Text extract ::
........

I have Borago officinalis too which is much prettier and the bees love it


----------



## QOTN (Jan 3, 2014)

I have Centaurea Montana throughout my garden, a beautiful blue and if it seeds somewhere it is unwelcome, is so easy to dig up. Borage is an annual I believe. I had it once and lost it.


----------



## Lurcherlad (Jan 5, 2013)

QOTN said:


> I have Centaurea Montana throughout my garden, a beautiful blue and if it seeds somewhere it is unwelcome, is so easy to dig up. Borage is an annual I believe. I had it once and lost it.


My Borage (from free seed with a magazine) comes every year but probably from set seed 

It's just coming now - plants are about 3 inches tall


----------



## Honeys mum (Jan 11, 2013)

My smoke bush is in full flower now.

















Another Geum.


----------



## Honeys mum (Jan 11, 2013)

Some of the roses are out now.


----------



## Honeys mum (Jan 11, 2013)

Sorry, hadn't got the pics on.


----------



## Lurcherlad (Jan 5, 2013)

Beautiful roses! 

I think I've finished plant buying now for this Summer (maybe)! 

Over the weekend I bought viola, allysum, lobelia and pelargonium to fill the last few spaces. No more! 

I went to the nursery cos I thought I spotted some Nicotiana Sylvestris, which I love, but was mistaken  Couldn't leave empty handed though 

Must remember to do the Chelsea chop later today or tomorrow


----------



## Honeys mum (Jan 11, 2013)

Lurcherlad said:


> Couldn't leave empty handed though


I know what you mean Lurcherlad. I went to The Range this morning, just to buy a jug and came home with this.
Trying not to go to any nurseries though.


----------



## Lurcherlad (Jan 5, 2013)

Gorgeous poppies! 

Well, I don't smoke, rarely drink and I don't do drugs, so ..........


----------



## Honeys mum (Jan 11, 2013)

Lurcherlad said:


> Well, I don't smoke, rarely drink and I don't do drugs, so ..........


Same here Lurcherlad.


----------



## Honeys mum (Jan 11, 2013)

The poppies are coming out now.


----------



## wind1 (Oct 24, 2010)

........

Problem to work on :: Write out the part of the gardening thread between "I know what" and "any nurseries though.", inclusive, keeping every word unchanged. The lines after this point come from a separate source.

Data ::
........

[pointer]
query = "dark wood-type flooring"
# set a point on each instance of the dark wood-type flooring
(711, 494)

........

Finished answer ::
I know what you mean Lurcherlad. I went to The Range this morning, just to buy a jug and came home with this.
Trying not to go to any nurseries though.